> **CONSIGNE A**: Dans la liste ci-dessous, recopiez uniquement la partie qui commence à la ligne contenant « of the arched » et se termine à la fin de la liste, les deux bornes incluses. Reprenez chaque ligne telle quelle, en ajoutant 53 à chaque coordonnée donnée en réponse.

> **EXTRAIT DU DOCUMENT**:
====

Damien, tu participais la semaine dernière au Tour de la Provence avec l’équipe de France Espoirs. Que garderas-tu de cette expérience ?
En débarquant dans le peloton pro, nous avions tous un peu peurs de ne pas être dans le rythme. Nous avions moins de jours de course qu’eux et forcément moins d’expérience. En outre les étapes n’étaient pas faciles. Or au fil des jours nous avons pris conscience que nous n’avions pas à rougir de nos prestations. Chez les pros, c’est un autre schéma de course, et nous avons pris beaucoup d’expérience à courir trois jours à leur côtés. Nous avons vu que nous n’étions pas si mal que cela, que nous étions capables de nous accrocher, de faire la course, et même d’aller faire le sprint comme ce fut le cas à Istres.
Sprint dans lequel tu es allé chercher une 7ème place qui a retenu l’attention…
C’était un sprint compliqué dans son approche car en portant les couleurs de l’équipe de France Espoirs, nous n’avions pas trop notre place aux avant-postes aux yeux des pros. Faire notre place n’a pas été facile au début. Mais nous nous sommes imposés, on ne s’est pas laissé faire, et dès lors ils ont arrêté de nous embêter. C’était la première course de l’équipe de France, nous n’avons pas de train comme certaines équipes pros, et nous avons eu un peu de mal à nous trouver dans ce final compliqué par de nombreux virages. Se retrouver au milieu de cinquante mecs à 60 à l’heure, ça avait aussi de quoi intimider. C’est sûr qu’on a bouffé plus de vent que les autres avant même le sprint.
On l’a senti au cours de ces trois jours de course : l’équipe de France Espoirs ne nourrit aucun complexe. Comment traduis-tu son état d’esprit ?

====

> **DONNÉES D'ENTRÉE**:
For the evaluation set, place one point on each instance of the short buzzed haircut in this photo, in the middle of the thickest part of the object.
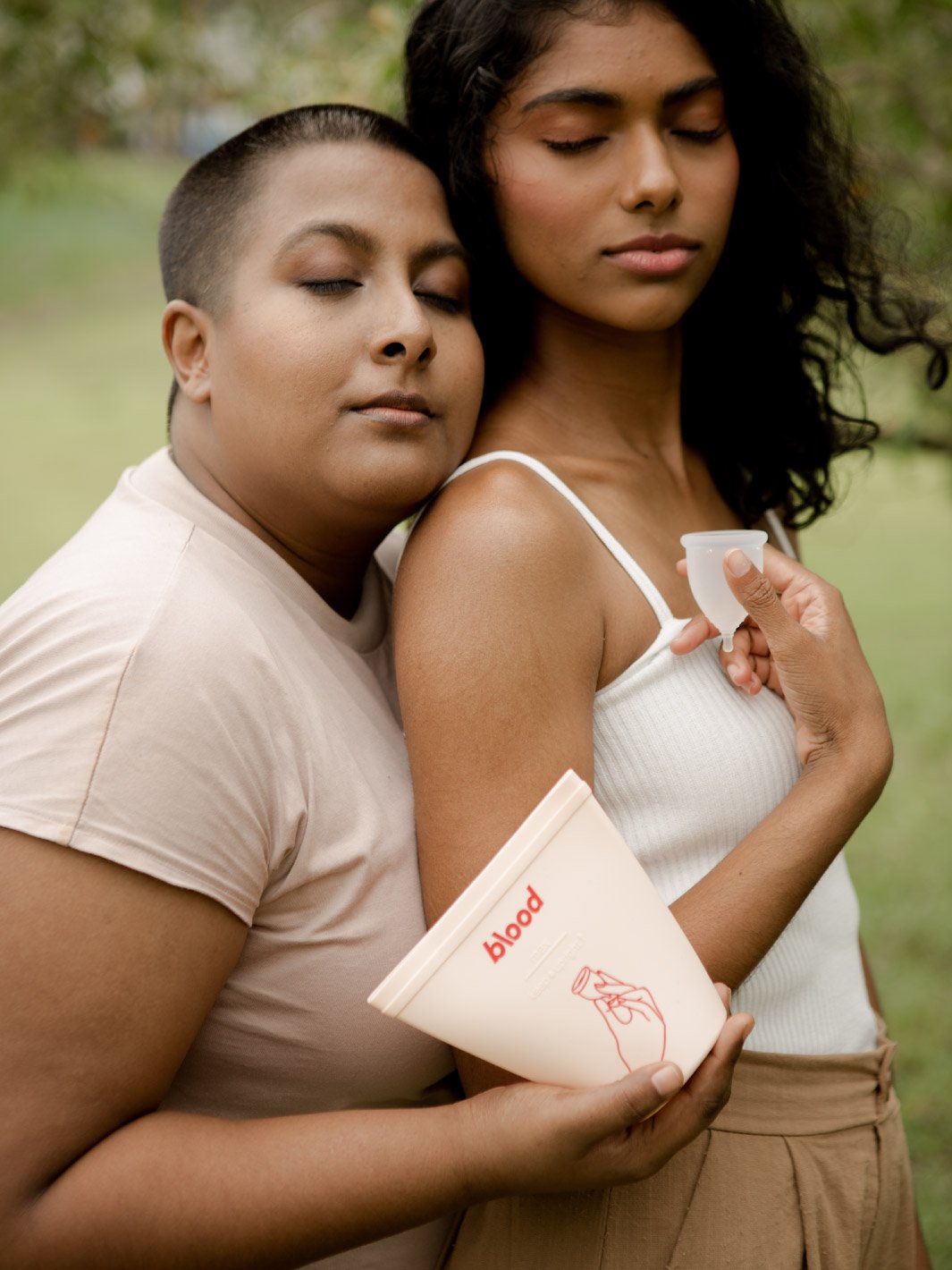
(205, 224)
(202, 225)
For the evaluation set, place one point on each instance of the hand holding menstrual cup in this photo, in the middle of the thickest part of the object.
(704, 554)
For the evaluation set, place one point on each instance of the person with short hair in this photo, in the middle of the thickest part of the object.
(207, 853)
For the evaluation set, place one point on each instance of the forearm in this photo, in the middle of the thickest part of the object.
(737, 912)
(174, 1189)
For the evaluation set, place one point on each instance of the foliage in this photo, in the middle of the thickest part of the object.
(165, 74)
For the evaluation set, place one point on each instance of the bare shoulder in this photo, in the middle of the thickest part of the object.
(499, 525)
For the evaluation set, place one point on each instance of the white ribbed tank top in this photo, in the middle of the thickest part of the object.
(686, 766)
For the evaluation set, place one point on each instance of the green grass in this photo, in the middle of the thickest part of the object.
(888, 550)
(83, 384)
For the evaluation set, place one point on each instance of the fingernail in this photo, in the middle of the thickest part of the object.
(668, 1080)
(737, 562)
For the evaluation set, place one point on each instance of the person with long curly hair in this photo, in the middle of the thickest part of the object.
(674, 259)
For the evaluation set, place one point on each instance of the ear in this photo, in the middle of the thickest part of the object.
(187, 338)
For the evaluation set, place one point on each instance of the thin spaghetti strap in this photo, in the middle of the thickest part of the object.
(779, 534)
(631, 567)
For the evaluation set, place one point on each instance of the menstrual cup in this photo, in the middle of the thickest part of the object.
(709, 586)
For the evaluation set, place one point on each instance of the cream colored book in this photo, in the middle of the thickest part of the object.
(560, 961)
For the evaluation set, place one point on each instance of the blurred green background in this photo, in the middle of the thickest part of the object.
(100, 106)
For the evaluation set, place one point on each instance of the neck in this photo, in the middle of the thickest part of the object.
(595, 392)
(332, 562)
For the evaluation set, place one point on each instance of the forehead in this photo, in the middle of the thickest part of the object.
(640, 45)
(386, 192)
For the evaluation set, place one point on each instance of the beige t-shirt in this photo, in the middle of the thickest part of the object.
(175, 698)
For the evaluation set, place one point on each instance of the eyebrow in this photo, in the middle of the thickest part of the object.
(357, 238)
(613, 102)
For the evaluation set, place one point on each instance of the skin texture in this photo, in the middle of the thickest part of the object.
(108, 974)
(510, 613)
(335, 300)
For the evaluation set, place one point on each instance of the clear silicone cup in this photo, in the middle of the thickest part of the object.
(704, 554)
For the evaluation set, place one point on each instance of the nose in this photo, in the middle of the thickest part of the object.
(649, 178)
(405, 333)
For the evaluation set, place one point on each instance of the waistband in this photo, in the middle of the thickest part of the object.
(789, 1095)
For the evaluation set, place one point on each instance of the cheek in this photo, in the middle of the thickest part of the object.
(722, 193)
(283, 360)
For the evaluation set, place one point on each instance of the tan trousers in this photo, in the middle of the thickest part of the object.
(805, 1167)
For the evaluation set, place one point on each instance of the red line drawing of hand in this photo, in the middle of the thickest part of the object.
(628, 1012)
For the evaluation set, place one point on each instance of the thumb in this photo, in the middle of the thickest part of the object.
(754, 591)
(635, 1097)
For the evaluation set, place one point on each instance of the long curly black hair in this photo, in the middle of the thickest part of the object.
(810, 271)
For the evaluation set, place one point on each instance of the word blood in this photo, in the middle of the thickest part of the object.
(499, 941)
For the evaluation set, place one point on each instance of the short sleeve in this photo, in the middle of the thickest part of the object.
(147, 729)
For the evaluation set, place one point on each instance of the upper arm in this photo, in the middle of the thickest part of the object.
(498, 650)
(105, 977)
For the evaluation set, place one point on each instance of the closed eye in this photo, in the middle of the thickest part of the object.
(573, 148)
(329, 286)
(703, 136)
(447, 304)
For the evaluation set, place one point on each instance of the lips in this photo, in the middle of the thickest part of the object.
(654, 254)
(401, 409)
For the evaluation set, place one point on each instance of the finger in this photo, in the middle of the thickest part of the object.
(701, 1100)
(634, 1099)
(755, 592)
(695, 634)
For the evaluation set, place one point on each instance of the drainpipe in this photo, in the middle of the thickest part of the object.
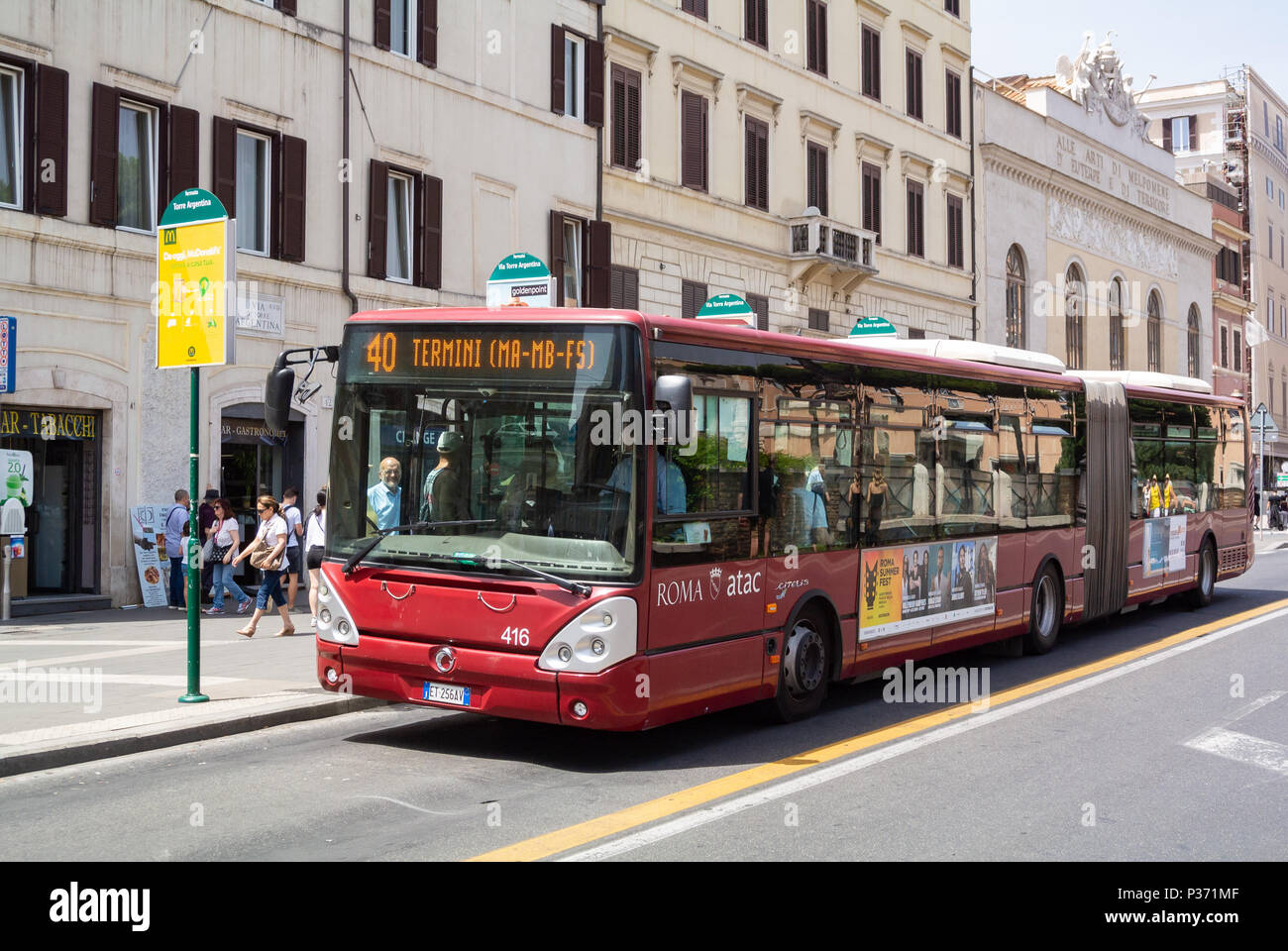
(974, 192)
(344, 185)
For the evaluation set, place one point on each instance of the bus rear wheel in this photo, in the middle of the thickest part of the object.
(803, 671)
(1046, 612)
(1201, 595)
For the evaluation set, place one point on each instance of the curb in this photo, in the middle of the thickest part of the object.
(99, 746)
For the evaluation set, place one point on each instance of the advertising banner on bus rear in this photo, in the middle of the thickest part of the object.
(919, 585)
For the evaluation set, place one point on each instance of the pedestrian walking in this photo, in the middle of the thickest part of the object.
(206, 522)
(267, 553)
(314, 544)
(226, 538)
(176, 526)
(294, 534)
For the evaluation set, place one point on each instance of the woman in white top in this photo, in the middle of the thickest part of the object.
(227, 538)
(314, 544)
(271, 530)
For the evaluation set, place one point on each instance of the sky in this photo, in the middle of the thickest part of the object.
(1181, 42)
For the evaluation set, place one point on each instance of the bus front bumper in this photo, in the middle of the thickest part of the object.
(498, 684)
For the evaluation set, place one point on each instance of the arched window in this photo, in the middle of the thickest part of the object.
(1074, 308)
(1154, 338)
(1117, 337)
(1192, 347)
(1016, 296)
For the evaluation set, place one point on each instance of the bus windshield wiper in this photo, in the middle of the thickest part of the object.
(373, 540)
(575, 586)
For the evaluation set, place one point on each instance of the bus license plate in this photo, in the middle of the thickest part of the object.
(447, 693)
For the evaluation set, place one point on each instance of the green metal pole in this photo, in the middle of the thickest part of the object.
(193, 694)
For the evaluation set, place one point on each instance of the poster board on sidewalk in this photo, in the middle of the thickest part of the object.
(147, 561)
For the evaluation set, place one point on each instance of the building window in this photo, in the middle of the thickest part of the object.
(698, 8)
(626, 118)
(1154, 334)
(253, 192)
(815, 37)
(694, 295)
(912, 82)
(1074, 308)
(12, 136)
(953, 103)
(694, 141)
(1017, 295)
(758, 22)
(870, 54)
(956, 239)
(1192, 342)
(1117, 333)
(398, 240)
(915, 219)
(871, 175)
(625, 292)
(756, 162)
(815, 176)
(136, 166)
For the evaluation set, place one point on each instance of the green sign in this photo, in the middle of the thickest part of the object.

====

> **CONSIGNE B**:
Répondez aux questions suivantes à partir de l'entretien ci-dessus.
(i) Quelle place Damien a-t-il obtenue au sprint d'Istres ?
(ii) Pendant combien de jours l'équipe de France Espoirs a-t-elle couru aux côtés des pros ?
(iii) À quelle vitesse roulaient les coureurs au milieu desquels Damien s'est retrouvé dans le final ?

> **BONNE RÉPONSE A**:
For the evaluation set, place one point on each instance of the arched window in this photo, in the middle of the thickest part of the object.
(1127, 361)
(1207, 391)
(1170, 390)
(1245, 400)
(1069, 349)
For the evaluation set, place one point on each instance of the bus windshield wiper in this photo, in the middle of the thickest part of the object.
(426, 593)
(628, 639)
For the evaluation set, place one point on each instance of the bus license plate in this photo, in the middle of the thickest part of the object.
(500, 746)
For the evaluation set, place one point on each instance of the green metal pole in this photo, in the middle of the thickest part of the object.
(246, 747)
For the evaluation set, place one point on each instance of the poster board on sidewalk in this photo, in the middle of the thickest part of the object.
(200, 614)
For the evaluation set, place one point on each instance of the building window in this photo, in the middle of the thickest part of the object.
(751, 61)
(679, 171)
(1207, 387)
(306, 245)
(868, 90)
(747, 348)
(965, 135)
(1127, 361)
(65, 189)
(1006, 156)
(747, 194)
(1070, 348)
(811, 75)
(923, 107)
(1009, 292)
(1245, 395)
(1170, 386)
(451, 293)
(968, 272)
(924, 228)
(678, 345)
(809, 215)
(868, 229)
(189, 219)
For the evaluation set, place one point on each instance of the green sign in this photo, in the middle of the thickest part of the object.

> **BONNE RÉPONSE B**:
(i) La 7ème place.
(ii) Trois jours.
(iii) À 60 à l'heure.